begin Document passage

Jainism, Buddhism and Ajivika Philosophy in Tamil Nadu
• To know the sources and literature of heterodox religious sects: Jainism, Buddhism and Ajivikam
• To gain knowledge of the teachings of Mahavira, Buddha and Gosala, the founder of Ajivika sect.
• To acquaint ourselves with the monuments of the above-mentioned religious sects in Tamil Nadu.
Jainism in Tamil Nadu
During the 6th century B.C. (BCE), according to the Bigha Nitaya (an ancient Buddhist tract), as many as 62 different philosophical and religious schools flourished in India. However, among these numerous sects, only the Ajivikas survived till the late medieval times. But Jainism and Buddhism continued to flourish until the modern times. Buddha and Mahavira, the founders of these two faiths, based their ethical teachings against the sacrificial cult of the Vedic religion. Their teachings were preserved and passed on through monks, who were drawn from various social groups.
Sources and Literature: Jainism
Mahavira's preaching was orally transmitted by his disciples over the course of about one thousand years. In the early period of Jainism, monks strictly followed the five great vows of Jainism. Even religious scriptures were considered possessions and therefore knowledge of the religion was never documented. Two hundred years after the attainment of nirvana (death) of Mahavira, Jain scholars attempted to codify the canon by convening an assembly at Pataliputra. It was the first Jain council to debate the issue, but it ended as a failure because the council could not arrive at a unanimous decision in defining the canon. A second council held at Vallabhi, in the 5th century A.D., was, however, successful in resolving the differences. This enabled the scholars of the time to explain the principles of Jainism with certainty. Also, over time, many learned monks, older in age and rich in wisdom, had compiled commentaries on various topics pertaining to the Jain religion. Around 500 A.D. (CE) the Jain acharyas (teachers) realised that it was extremely difficult to keep memorising the entire Jain literature complied by the many scholars of the past and present. In fact, significant knowledge was already lost and the rest was tampered with modifications. Hence, they decided to document the Jain literature as known to them
Five Great Vows of Jainism: 1. Non-violence – Ahimsa; 2. Truth– Satya; 3. Non-stealing – Achaurya; 4. Celibacy/Chastity – Brahmacharya; 5. Non-possession – Aparigraha.

end Document passage
begin Dataset rows

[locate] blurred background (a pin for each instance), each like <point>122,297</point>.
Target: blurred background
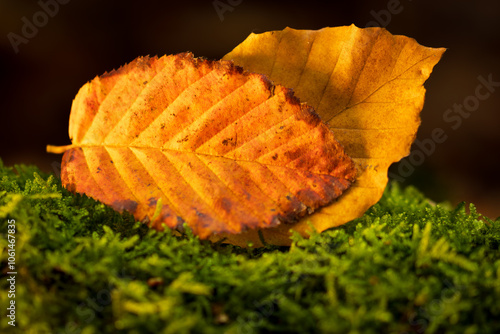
<point>41,70</point>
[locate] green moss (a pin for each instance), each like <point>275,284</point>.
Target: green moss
<point>406,266</point>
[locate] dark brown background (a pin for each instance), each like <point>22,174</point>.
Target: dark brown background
<point>88,37</point>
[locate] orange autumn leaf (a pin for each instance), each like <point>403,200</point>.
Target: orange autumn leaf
<point>366,84</point>
<point>177,140</point>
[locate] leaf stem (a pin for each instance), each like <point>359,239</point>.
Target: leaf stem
<point>58,149</point>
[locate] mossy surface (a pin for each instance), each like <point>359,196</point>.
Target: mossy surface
<point>407,266</point>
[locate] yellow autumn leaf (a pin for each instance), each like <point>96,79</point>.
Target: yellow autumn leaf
<point>178,139</point>
<point>366,84</point>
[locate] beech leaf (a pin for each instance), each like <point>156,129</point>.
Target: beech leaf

end Dataset rows

* **Problems to work on**:
1. Summarize the Jainism passage in two sentences.
2. Answer these questions from the Jainism passage:
(a) According to the Bigha Nitaya, how many philosophical and religious schools flourished in India during the 6th century B.C.?
(b) Where was the first Jain council convened?
(c) Which vow is called Aparigraha?
3. Write the next part of the Jainism passage, starting after its list of the five great vows.
Nothing in the listing is needed for this work.

* **Results of the tasks**:
1. Of the many schools in 6th-century B.C. India, Jainism and Buddhism, whose founders taught against the sacrificial cult of the Vedic religion, flourished until modern times, while the Ajivikas survived only until the late medieval times. Mahavira's teachings were passed on orally for about a thousand years, and after a failed council at Pataliputra and a successful one at Vallabhi in the 5th century A.D., the Jain acharyas decided around 500 A.D. to document the literature because much had been lost or altered.

2.
(a) 62
(b) Pataliputra
(c) Non-possession

3.
A major split occurred in Jainism (1st century B.C.), giving rise to two major sects, namely Digambaras and Swetambaras. Both the Digambaras and the Swetambaras generally acknowledge the Agama Sutras to be their early literature, while they do differ with regard to their content and interpretation.
Jain literature is generally classified into two major categories.
1. Agama Sutras
Agama Sutras consists of many sacred books of the Jain religion. They have been written in the Ardha-magadhi Prakrit language. Containing the direct preaching of Mahavira, consisting of 12 texts, they were originally compiled by immediate disciples of Mahavira. The 12th Agama Sutra is said to have been lost.
2. Non-Agama Literature
Non-Agama literature includes commentary and explanation of Agama Sutras, and independent works, compiled by ascetics and scholars. They are written in many languages such as Prakrit, Sanskrit, old Marathi, Rajasthani, Gujarati, Hindi, Kannada, Tamil, German and English. Recognition was given to 84 books, and among them, there are 41 sutras, 12 commentaries and one Maha Bhasya or great commentary. The 41 sutras include 11 Angas (scriptures followed by Swetambaras), 12 Upangas (instructions manuals), five Chedas (rules of conduct for the monks), five Mulas (basic doctrine of Jainism) and eight miscellaneous works, such as Kalpasutra of Bhadrabahu. It is believed that the Panchatantra has a great amount of Jain influence.
The Jainacharitha of Kalpa Sūtra is a Jain text containing the biographies of the Jain Tirthankaras, notably Parshvanatha, founder of Jainism as well as the first Tirthankara, and Mahavira, the last and the 24th Tirthankara. This work is ascribed to Bhadrabahu, who along with Chandragupta Maurya migrated to Mysore (about 296 B.C.) and settled there.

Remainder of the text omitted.